What you have to do — Can you edit the lines running from the start of the records through the line containing "190L2023 138L1586 212L1568" so that "rough mask" becomes "coarse mask", with everything else unchanged, and return only that part?
══ Material for this exercise ══
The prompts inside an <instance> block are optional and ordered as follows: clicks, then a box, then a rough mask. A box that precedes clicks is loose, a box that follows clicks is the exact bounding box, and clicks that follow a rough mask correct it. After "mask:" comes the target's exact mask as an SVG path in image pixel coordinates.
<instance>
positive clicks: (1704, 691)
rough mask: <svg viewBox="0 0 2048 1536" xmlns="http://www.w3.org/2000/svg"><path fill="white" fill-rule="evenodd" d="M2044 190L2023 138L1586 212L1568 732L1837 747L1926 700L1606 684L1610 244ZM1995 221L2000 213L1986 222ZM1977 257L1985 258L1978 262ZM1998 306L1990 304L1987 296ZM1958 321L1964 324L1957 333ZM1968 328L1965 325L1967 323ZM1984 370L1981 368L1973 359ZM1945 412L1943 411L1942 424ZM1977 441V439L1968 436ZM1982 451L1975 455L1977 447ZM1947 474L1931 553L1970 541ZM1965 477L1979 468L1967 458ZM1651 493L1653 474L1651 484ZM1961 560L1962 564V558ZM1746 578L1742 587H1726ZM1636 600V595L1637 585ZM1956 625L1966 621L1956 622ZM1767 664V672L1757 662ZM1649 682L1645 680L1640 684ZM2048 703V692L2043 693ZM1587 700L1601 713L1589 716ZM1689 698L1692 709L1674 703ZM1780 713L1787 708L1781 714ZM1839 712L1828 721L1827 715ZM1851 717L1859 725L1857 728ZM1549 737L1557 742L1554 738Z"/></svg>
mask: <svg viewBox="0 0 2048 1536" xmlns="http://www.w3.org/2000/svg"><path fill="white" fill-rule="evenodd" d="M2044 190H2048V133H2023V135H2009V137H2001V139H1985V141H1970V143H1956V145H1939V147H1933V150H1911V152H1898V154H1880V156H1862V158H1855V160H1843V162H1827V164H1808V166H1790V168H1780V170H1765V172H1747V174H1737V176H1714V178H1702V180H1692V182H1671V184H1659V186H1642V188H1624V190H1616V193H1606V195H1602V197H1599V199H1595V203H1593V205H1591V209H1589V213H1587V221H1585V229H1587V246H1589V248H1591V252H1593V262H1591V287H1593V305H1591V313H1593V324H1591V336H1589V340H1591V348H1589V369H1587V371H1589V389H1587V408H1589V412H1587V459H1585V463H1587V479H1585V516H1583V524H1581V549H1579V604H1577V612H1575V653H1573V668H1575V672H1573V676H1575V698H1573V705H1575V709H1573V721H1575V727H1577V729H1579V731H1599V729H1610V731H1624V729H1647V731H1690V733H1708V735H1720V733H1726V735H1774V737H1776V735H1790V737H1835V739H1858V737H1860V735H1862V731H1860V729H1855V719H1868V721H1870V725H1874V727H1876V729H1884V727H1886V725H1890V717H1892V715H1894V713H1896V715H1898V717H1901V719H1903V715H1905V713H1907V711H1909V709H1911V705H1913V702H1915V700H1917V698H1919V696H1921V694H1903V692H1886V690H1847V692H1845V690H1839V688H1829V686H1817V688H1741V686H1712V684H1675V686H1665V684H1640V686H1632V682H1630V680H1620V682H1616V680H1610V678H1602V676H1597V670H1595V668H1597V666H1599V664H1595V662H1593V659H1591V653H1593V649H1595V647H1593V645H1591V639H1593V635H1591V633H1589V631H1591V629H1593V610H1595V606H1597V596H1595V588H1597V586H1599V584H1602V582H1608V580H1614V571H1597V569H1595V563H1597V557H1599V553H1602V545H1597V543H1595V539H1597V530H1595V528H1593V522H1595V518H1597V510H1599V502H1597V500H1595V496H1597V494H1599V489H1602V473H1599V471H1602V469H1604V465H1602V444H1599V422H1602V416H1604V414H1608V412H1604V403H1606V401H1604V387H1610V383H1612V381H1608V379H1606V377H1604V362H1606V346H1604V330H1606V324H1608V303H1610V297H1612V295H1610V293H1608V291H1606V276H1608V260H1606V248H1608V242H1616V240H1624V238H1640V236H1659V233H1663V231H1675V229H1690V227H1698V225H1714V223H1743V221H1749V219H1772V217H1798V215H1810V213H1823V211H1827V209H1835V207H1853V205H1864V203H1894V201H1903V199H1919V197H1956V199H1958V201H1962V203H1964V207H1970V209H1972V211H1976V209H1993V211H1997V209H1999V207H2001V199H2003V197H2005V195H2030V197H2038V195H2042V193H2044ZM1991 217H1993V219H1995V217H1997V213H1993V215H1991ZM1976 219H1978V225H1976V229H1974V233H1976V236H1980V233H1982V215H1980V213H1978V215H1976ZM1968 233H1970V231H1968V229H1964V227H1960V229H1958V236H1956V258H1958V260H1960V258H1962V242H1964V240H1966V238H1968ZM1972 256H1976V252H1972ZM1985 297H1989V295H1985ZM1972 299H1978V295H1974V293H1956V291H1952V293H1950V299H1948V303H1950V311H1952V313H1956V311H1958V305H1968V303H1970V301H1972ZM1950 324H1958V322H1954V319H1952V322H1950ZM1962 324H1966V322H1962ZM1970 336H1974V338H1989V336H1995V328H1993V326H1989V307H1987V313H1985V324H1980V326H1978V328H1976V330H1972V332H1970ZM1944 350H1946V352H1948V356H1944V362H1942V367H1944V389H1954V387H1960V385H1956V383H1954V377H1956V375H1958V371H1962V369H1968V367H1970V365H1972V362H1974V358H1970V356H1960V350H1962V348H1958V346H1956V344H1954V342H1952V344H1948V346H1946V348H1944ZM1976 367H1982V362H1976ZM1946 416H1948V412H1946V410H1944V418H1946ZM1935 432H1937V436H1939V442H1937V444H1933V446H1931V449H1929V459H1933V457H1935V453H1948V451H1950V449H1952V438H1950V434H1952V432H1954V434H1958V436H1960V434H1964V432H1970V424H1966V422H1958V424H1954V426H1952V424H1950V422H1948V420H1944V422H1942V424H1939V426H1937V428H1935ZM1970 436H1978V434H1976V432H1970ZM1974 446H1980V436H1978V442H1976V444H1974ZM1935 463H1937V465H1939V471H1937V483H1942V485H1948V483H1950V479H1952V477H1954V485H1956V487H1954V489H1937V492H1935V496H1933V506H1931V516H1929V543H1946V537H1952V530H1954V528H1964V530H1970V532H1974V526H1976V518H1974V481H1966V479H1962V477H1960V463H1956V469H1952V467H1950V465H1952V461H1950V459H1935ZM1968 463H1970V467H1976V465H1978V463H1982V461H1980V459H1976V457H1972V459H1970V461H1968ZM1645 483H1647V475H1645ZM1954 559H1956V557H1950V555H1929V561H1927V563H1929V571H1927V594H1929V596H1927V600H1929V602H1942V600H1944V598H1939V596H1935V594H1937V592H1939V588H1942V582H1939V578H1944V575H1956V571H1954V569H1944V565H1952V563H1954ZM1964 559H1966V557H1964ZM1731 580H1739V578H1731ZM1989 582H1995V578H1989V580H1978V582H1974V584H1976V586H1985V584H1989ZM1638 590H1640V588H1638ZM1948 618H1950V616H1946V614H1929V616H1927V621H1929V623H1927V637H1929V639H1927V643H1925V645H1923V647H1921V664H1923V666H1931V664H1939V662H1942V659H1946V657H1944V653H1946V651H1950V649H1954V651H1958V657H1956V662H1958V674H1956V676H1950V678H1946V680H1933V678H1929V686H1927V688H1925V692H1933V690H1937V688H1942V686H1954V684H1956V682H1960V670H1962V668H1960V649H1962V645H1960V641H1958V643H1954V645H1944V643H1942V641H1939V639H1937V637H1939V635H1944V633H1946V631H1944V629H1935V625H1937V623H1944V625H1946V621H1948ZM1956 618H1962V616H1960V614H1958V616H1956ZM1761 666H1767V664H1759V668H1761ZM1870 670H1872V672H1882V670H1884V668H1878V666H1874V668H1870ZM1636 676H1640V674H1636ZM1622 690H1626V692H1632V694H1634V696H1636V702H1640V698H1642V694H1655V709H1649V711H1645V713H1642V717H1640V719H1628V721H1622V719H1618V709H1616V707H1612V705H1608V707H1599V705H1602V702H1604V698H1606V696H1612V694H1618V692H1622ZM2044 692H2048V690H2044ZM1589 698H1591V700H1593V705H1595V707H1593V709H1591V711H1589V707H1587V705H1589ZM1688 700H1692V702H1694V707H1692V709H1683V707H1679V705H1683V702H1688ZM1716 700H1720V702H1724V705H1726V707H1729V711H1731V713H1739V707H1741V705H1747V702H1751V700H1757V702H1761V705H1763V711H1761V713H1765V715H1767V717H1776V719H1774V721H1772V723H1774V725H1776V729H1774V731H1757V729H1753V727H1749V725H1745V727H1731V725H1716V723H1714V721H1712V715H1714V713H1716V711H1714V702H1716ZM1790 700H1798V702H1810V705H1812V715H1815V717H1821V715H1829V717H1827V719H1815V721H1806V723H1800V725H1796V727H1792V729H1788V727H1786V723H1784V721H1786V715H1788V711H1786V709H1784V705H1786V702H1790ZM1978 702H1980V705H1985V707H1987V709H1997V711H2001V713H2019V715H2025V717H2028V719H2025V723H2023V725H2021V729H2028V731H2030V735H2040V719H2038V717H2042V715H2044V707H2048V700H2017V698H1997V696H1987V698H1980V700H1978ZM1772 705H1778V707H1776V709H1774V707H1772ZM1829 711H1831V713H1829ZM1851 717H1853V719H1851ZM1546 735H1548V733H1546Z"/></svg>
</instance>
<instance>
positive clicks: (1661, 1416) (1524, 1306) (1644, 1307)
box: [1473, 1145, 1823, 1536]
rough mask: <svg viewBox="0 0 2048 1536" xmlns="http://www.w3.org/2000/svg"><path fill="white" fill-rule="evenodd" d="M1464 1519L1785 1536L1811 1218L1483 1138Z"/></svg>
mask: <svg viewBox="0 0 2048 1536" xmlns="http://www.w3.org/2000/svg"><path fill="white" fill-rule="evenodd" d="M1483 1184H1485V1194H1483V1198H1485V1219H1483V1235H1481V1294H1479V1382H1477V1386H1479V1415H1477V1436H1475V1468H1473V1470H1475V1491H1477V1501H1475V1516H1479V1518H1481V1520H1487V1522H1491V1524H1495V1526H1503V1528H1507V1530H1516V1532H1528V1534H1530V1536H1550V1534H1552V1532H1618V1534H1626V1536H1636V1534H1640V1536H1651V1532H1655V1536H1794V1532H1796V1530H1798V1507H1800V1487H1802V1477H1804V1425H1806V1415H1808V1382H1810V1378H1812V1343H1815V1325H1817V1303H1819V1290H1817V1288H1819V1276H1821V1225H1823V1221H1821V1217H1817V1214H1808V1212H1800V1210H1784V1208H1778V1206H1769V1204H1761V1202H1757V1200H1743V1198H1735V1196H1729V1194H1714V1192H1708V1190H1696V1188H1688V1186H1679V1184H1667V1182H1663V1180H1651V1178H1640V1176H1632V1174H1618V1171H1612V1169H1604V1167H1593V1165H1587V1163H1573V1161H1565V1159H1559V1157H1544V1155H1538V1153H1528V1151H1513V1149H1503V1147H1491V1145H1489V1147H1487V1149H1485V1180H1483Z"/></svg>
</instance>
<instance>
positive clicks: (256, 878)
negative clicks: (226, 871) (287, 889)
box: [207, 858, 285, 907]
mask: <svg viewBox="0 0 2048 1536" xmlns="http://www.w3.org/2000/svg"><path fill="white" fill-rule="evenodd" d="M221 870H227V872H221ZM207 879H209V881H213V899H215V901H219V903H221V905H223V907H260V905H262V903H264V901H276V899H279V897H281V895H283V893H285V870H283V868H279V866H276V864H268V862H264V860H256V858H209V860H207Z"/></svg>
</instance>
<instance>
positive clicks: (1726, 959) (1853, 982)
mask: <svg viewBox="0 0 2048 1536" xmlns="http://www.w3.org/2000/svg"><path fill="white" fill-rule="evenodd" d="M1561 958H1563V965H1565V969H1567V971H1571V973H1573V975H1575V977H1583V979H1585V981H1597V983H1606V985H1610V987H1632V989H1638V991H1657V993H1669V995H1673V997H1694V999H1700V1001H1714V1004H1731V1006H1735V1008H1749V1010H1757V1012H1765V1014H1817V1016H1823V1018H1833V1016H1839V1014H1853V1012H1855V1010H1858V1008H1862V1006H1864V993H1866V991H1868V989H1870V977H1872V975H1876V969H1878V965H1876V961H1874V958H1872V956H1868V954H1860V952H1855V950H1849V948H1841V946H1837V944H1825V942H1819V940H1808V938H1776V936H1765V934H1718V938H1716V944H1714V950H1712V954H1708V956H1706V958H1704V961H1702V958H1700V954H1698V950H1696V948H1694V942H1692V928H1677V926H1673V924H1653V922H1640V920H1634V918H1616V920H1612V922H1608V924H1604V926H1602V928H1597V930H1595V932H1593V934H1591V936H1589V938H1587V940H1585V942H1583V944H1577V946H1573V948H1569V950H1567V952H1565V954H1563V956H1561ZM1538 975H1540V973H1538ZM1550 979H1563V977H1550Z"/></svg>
═══
Output for this exercise —
The prompts inside an <instance> block are optional and ordered as follows: clicks, then a box, then a coarse mask. A box that precedes clicks is loose, a box that follows clicks is the exact bounding box, and clicks that follow a coarse mask correct it. After "mask:" comes the target's exact mask as an SVG path in image pixel coordinates.
<instance>
positive clicks: (1704, 691)
coarse mask: <svg viewBox="0 0 2048 1536" xmlns="http://www.w3.org/2000/svg"><path fill="white" fill-rule="evenodd" d="M2044 190L2023 138L1586 212L1568 732L1837 747L1926 700L1606 684L1610 244ZM1995 221L2000 213L1986 222ZM1977 257L1985 258L1978 262ZM1998 306L1990 304L1987 296ZM1958 321L1964 324L1957 333ZM1968 328L1965 325L1967 323ZM1984 370L1981 368L1973 359ZM1945 412L1943 411L1942 424ZM1977 441V439L1968 436ZM1982 451L1975 455L1977 447ZM1947 474L1931 553L1970 541ZM1965 477L1979 468L1967 458ZM1651 493L1653 474L1651 484ZM1961 560L1962 564V558ZM1746 578L1742 587H1726ZM1636 600V595L1637 585ZM1956 625L1966 621L1956 622ZM1767 664V672L1757 662ZM1649 682L1645 680L1640 684ZM2048 703V692L2043 693ZM1587 700L1601 713L1589 716ZM1689 698L1692 709L1674 703ZM1780 713L1787 708L1781 714ZM1839 712L1828 721L1827 715ZM1851 717L1859 725L1857 728ZM1549 737L1557 742L1554 738Z"/></svg>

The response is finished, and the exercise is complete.